** WRITTEN EXERCISE 1 **
From the scraping notebook below, extract the passage starting with "header = [head.findAll(text=True)[0].strip()" and going on through "scraped_data = pd.DataFrame(data,columns=header)".

In [1]:
# Importing essential libraries to web scrape the data
import requests       # To handle requests
import csv
from bs4 import BeautifulSoup as bs     
import urllib.request
import pandas as pd

url = "https://en.wikipedia.org/wiki/List_of_postal_codes_of_Canada:_M"
def scrape_table_bs4(cname,cols):
    page  = urllib.request.urlopen(url).read()
    soup  = bs(page,'lxml')
    table = soup.find("table",class_=cname)
    header = [head.findAll(text=True)[0].strip() for head in table.find_all("th")]
    data   = [[td.findAll(text=True)[0].strip() for td in tr.find_all("td")]
              for tr in table.find_all("tr")]
    data    = [row for row in data if len(row) == cols]
    
    # Storing the data to this temporary dataframe
    
    scraped_data = pd.DataFrame(data,columns=header)
    return scraped_data

In [2]:
# calling the scraping function
raw_scraped = scrape_table_bs4("wikitable",3)
raw_scraped

Unnamed: 0,Postcode,Borough,Neighborhood
0,M1A,Not assigned,Not assigned
1,M2A,Not assigned,Not assigned
2,M3A,North York,Parkwoods
3,M4A,North York,Victoria Village
4,M5A,Downtown Toronto,Harbourfront
5,M6A,North York,Lawrence Heights
6,M6A,North York,Lawrence Manor
7,M7A,Queen's Park,Not assigned
8,M8A,Not assigned,Not assigned
9,M9A,Downtown Toronto,Queen's Park


In [3]:
# Not Assigned Borough are not included
new_scraped = raw_scraped[~raw_scraped['Borough'].isin(['Not assigned'])]

# Reassigning th indices after elimination of Not Assigned Boroughs
new_scraped = new_scraped.sort_values(by=['Postcode','Borough','Neighborhood'], ascending=[1,1,1]).reset_index(drop=True)

new_scraped.head()

** WRITTEN EXERCISE 2 **
Show every line of the entries that contains the string "fill", matching case exactly.

(Rows from a dataset)

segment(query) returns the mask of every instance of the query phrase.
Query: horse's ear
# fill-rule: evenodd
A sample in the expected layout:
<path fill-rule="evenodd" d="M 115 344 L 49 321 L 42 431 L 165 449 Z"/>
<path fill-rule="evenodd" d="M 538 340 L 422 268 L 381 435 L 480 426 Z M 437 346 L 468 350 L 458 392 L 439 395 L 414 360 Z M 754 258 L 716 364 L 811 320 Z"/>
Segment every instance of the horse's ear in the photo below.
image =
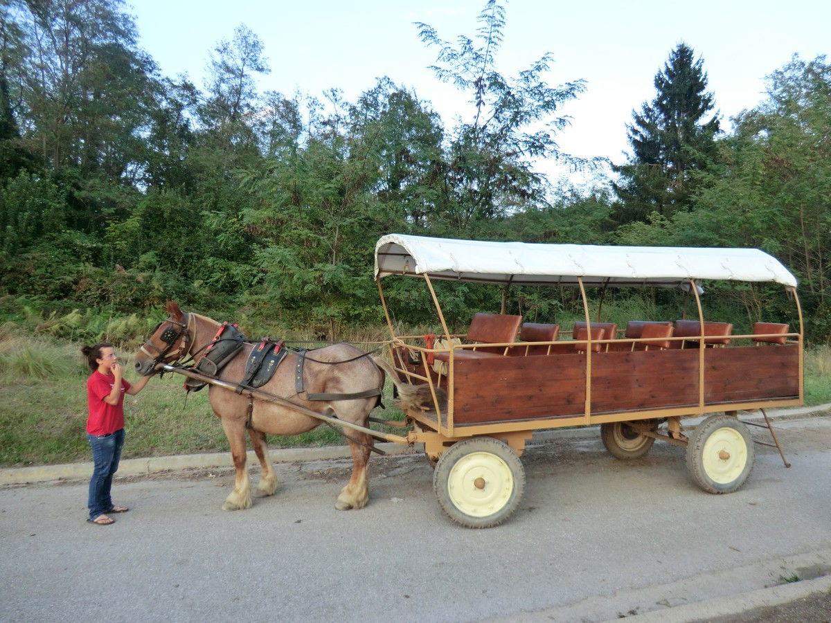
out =
<path fill-rule="evenodd" d="M 165 311 L 170 314 L 177 322 L 182 321 L 182 310 L 179 308 L 179 303 L 175 301 L 165 301 Z"/>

** TASK OUTPUT 1 **
header = [head.findAll(text=True)[0].strip() for head in table.find_all("th")]
    data   = [[td.findAll(text=True)[0].strip() for td in tr.find_all("td")]
              for tr in table.find_all("tr")]
    data    = [row for row in data if len(row) == cols]
    
    # Storing the data to this temporary dataframe
    
    scraped_data = pd.DataFrame(data,columns=header)

** TASK OUTPUT 2 **
# fill-rule: evenodd
<path fill-rule="evenodd" d="M 115 344 L 49 321 L 42 431 L 165 449 Z"/>
<path fill-rule="evenodd" d="M 538 340 L 422 268 L 381 435 L 480 426 Z M 437 346 L 468 350 L 458 392 L 439 395 L 414 360 Z M 754 258 L 716 364 L 811 320 Z"/>
<path fill-rule="evenodd" d="M 165 311 L 170 314 L 177 322 L 182 321 L 182 310 L 179 308 L 179 303 L 175 301 L 165 301 Z"/>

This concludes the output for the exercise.